### EXTRACTED INFORMATION

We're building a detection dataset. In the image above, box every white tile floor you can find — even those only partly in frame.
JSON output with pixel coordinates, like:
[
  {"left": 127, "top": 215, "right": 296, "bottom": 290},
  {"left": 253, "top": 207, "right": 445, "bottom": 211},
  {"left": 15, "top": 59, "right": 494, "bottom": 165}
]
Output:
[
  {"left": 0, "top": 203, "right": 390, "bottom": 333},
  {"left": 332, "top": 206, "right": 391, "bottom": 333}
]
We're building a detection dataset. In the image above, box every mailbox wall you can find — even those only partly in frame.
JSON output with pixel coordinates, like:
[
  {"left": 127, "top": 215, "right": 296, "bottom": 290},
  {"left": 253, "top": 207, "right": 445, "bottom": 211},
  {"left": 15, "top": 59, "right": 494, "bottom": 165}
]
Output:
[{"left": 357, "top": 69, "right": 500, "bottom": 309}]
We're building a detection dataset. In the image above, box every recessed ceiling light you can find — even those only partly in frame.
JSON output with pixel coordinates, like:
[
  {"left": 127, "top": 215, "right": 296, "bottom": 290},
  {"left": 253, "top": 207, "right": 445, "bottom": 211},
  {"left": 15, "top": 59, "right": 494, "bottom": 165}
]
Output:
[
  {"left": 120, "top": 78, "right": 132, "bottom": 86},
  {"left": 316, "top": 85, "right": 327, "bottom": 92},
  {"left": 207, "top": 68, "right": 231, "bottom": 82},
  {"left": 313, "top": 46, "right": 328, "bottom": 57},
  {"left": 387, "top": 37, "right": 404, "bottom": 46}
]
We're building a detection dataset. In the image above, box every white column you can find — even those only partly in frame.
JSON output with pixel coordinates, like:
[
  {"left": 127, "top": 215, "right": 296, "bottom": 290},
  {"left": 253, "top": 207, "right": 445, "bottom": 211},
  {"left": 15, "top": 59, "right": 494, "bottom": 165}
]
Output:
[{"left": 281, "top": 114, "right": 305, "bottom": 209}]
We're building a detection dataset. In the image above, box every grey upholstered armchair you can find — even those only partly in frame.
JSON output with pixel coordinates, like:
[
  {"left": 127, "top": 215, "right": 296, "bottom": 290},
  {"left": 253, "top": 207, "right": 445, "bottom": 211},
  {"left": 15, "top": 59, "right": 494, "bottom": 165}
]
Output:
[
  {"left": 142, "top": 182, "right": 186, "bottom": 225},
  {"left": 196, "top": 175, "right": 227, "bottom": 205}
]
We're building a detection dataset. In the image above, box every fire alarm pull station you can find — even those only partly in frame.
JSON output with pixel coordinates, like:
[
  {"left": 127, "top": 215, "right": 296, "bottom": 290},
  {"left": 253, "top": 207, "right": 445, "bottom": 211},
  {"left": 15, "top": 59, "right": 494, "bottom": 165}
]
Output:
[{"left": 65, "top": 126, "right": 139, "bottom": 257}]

### WHAT IS NEEDED
Count the lines in the records above that contain the word "white". State only the number.

### REPLY
2